> [Schriftliche Aufgabe 1]: Prüfe, ob die Aussagen (a), (b) und (c) mit dem folgenden Forenbeitrag über Musik übereinstimmen, und belege jedes Ja oder Nein mit den entscheidenden Worten des Forenbeitrags als wörtlichem Zitat. (a) Vor dem gezupften Bass bildete im Jazz die Posaune die Harmoniebasis. (b) Für den Verfasser ist die Melodie das wichtigste Element von Musik. (c) Kanons sind in der Volksmusik seltener, als man denkt.

> [Seitentext]:
::::::::

Zuletzt bearbeitet von einem Moderator:
Ich kann dieser Diskussion nicht mehr so richtig folgen; vielleicht weil ich stark mit Jazz verseucht bin und auch Giovanni Palestrina, Carlos Gesualdo, Alban Berg, Eric Satie und John Cage nicht ablehnend gegenüberstehe.....

Obwohl Dr. Iotchev mir antwortete "Melodie sei ja nicht so eng gemeint", scheint sich doch alles auf die Melodie zu Hänschenklein zu reduzieren. Es gehört nicht zum "American Song Book" und darüber wird vielleicht deswegen so selten improvisiert. Ich bin aber sicher, Friedrich Gulda hat das mal gemacht :)

Vielleicht könnte man "Melodie" mit einer Raga Skala in Verbindung bringen?

Ich weiß nicht so recht, was Dur und Moll sein soll... Da konnte man um 1800 drüber diskutieren.....

Musik ist in erster Linie eine soziale Veranstaltung; verschiedene Leute treffen sich, und machen ZUSAMMEN "Musik", die Besetzung ist oft konventionell (wie in einer Jazzcombo oder in klassischer Kammermusik), besitzt aber einen weiten Spielraum. Bevor im Jazz der gezupfte Bass die Hamoniebasis bildete war es die Posaune.

Der Klangteppich, den Musik darstellt, wird sehr stark durch die Instrumentierung bestimmt. In "Kunstmusik" kann ein "Komponist" oder "Arrangeur" dies in gewissem Ausmaß bestimmen, bzw. die Musik- und "Klangkörper"-Entwicklung geht einen gemeinsamen Weg, wie es das klassische Symphonieorchester von Karl Theodors Combo in Mannheim bis zu den Mahler oder Wagner Happenings getan hat.

In der "Holzklasse" macht man, was gerade da ist: Eine Violine, ein Bass? Und - oh Gott! - ein Akkordeon? Kann jemand singen? Wie heißt Du denn? Carlos Gardel? Na, dann spielen wir einfach mal Tango...

Auch wenn das Arrangement etwas konventioneller ist: Ein kleiner Kirchenchor? Bass, Sopran? Hoffentlich auch was dazwischen :) Vierstimmig wäre einfach gut.

Klangfarbe, Instrumentierung, Harmonik, Phrasierung, formaler Aufbau.... Meiner persönlichen Meinung nach ist allerdings der Rhythmus das wichtigste Element von Musik. Und vergiss die "Melodie" :)

---
Edit: In der Volksmusik sind allerdings Kanons verbreiteter als man denkt. Dies stellt harte Anforderungen an die "Melodie", die aber durch die angestrebte Harmonik kommen - nicht umgekehrt.
 
Zuletzt bearbeitet:
Vielleicht könnte man "Melodie" mit einer Raga Skala in Verbindung bringen?

::::::::

> [Datensätze zur Grenzannotation]:
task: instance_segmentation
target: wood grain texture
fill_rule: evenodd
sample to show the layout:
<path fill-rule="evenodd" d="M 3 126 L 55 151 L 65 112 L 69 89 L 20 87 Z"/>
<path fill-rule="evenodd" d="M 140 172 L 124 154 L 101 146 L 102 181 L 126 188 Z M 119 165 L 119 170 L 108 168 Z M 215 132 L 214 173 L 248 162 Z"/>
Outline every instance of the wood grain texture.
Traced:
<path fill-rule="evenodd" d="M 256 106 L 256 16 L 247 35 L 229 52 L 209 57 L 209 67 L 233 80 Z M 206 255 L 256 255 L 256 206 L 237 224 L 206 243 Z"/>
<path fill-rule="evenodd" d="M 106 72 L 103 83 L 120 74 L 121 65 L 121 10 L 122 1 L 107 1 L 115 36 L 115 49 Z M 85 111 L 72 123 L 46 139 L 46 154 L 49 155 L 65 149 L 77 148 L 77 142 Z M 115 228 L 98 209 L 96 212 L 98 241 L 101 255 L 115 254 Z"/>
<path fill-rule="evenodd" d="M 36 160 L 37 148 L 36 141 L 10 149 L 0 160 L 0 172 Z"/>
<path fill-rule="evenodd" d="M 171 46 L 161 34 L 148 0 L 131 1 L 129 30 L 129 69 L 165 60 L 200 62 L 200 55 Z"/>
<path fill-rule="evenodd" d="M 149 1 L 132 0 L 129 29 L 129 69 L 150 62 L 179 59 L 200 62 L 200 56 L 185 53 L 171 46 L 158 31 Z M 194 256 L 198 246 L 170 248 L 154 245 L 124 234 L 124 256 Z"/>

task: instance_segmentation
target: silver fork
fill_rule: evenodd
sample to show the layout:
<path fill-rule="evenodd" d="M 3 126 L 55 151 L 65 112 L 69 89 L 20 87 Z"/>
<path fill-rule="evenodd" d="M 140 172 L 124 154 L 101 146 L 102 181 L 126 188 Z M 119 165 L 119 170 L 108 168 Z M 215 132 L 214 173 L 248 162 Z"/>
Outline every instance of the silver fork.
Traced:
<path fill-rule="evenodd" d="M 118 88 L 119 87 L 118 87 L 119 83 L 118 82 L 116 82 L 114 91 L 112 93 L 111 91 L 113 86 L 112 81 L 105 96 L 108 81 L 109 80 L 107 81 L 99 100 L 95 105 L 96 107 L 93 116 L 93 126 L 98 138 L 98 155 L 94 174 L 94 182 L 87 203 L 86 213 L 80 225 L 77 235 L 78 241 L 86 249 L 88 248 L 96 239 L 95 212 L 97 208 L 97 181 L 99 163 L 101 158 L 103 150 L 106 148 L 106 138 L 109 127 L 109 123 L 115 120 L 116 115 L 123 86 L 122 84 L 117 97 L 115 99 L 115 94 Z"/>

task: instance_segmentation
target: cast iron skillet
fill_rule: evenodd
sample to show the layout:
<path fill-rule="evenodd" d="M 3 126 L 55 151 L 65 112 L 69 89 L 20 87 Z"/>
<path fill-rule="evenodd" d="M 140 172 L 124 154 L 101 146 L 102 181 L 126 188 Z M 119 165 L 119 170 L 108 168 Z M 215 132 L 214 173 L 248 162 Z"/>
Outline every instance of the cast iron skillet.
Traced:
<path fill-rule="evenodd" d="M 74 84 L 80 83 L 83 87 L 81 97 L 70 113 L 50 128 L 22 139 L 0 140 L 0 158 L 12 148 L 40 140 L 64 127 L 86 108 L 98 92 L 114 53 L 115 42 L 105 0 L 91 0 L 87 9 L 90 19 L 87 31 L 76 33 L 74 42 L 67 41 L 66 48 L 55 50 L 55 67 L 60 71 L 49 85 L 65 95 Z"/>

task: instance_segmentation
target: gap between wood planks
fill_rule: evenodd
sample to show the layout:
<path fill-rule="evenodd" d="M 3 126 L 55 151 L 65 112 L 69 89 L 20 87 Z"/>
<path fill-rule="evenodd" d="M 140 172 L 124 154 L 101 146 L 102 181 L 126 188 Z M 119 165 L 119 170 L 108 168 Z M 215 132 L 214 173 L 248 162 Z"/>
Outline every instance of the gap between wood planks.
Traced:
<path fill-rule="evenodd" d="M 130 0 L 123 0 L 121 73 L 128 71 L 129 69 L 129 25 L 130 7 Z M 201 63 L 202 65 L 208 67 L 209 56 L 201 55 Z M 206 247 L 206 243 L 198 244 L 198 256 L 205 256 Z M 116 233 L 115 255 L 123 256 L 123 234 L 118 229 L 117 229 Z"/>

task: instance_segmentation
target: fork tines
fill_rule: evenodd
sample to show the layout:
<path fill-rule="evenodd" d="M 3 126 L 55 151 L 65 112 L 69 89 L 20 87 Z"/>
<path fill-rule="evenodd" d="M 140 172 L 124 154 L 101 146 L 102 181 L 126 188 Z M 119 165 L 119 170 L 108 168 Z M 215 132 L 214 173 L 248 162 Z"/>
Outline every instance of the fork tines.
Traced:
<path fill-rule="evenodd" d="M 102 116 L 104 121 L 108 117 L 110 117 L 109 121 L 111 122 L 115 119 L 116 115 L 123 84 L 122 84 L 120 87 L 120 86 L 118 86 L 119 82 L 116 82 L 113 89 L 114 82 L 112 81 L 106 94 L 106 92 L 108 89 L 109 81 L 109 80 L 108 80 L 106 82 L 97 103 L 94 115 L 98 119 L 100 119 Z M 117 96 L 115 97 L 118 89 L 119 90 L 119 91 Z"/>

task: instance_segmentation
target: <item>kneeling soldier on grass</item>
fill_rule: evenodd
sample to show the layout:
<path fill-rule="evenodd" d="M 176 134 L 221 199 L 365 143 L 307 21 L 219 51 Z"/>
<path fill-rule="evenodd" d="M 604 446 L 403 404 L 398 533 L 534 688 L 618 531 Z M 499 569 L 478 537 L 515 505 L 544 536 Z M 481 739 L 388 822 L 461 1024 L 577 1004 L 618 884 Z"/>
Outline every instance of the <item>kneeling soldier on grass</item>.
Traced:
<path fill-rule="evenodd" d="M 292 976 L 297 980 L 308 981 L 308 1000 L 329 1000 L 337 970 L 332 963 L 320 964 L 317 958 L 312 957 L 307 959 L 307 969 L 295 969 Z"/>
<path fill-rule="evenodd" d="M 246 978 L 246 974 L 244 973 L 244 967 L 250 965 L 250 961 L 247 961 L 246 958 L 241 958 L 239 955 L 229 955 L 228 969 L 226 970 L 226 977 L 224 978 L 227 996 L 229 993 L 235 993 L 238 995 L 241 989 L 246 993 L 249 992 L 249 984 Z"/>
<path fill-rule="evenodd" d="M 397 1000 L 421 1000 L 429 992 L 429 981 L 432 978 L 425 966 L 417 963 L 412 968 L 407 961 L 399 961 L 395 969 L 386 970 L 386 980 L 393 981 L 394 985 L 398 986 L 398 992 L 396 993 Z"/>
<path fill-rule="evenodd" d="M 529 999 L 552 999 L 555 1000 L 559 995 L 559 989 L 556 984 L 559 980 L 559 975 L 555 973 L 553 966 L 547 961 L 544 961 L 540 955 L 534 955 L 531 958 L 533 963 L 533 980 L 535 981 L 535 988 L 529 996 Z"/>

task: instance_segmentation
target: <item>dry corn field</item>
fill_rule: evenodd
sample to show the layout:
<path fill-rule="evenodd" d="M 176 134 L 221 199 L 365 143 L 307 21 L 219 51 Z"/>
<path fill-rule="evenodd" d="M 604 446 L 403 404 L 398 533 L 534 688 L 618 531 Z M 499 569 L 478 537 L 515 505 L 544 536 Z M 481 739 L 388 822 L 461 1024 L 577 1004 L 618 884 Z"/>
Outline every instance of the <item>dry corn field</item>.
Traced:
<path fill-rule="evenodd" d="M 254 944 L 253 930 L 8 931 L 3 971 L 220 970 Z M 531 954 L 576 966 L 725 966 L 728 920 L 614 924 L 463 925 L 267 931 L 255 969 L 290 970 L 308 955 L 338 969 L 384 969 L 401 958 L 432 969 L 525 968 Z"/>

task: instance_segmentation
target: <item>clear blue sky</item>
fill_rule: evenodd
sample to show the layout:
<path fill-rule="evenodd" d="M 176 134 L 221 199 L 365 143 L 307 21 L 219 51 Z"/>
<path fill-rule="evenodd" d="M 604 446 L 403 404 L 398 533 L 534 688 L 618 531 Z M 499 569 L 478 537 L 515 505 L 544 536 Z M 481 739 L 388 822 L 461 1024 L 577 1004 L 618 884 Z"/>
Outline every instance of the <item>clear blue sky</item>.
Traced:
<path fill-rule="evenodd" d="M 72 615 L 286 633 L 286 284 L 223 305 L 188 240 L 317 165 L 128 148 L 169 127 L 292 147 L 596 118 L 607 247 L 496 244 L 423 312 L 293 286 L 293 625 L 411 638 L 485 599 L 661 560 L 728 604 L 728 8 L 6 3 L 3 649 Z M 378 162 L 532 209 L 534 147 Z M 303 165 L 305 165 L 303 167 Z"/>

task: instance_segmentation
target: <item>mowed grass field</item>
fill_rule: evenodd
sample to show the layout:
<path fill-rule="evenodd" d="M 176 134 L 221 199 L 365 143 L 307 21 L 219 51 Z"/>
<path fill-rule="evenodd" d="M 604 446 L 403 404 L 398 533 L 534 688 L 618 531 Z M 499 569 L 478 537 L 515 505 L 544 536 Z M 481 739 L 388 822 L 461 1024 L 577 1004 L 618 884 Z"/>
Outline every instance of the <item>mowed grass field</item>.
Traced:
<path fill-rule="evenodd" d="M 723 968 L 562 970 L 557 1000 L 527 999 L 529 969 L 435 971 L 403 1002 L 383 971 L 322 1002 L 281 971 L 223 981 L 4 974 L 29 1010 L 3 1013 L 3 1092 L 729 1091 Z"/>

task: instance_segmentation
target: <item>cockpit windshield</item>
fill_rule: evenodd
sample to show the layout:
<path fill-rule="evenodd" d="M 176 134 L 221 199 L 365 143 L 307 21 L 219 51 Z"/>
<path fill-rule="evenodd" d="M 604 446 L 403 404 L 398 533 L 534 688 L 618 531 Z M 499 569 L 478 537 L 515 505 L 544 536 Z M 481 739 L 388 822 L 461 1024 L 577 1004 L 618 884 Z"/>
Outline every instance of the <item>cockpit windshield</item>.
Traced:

::::::::

> [Schriftliche Aufgabe 2]: Suche bitte aus den Zeilen oben jede heraus, die die Zeichenfolge "fork" enthält, und gib sie unverändert wieder.

> [Lösung 1]:
(a) Ja: „Bevor im Jazz der gezupfte Bass die Hamoniebasis bildete war es die Posaune.“
(b) Nein: „Meiner persönlichen Meinung nach ist allerdings der Rhythmus das wichtigste Element von Musik.“
(c) Nein: „In der Volksmusik sind allerdings Kanons verbreiteter als man denkt.“

> [Lösung 2]:
target: silver fork
Outline every instance of the silver fork.
target: fork tines
Outline every instance of the fork tines.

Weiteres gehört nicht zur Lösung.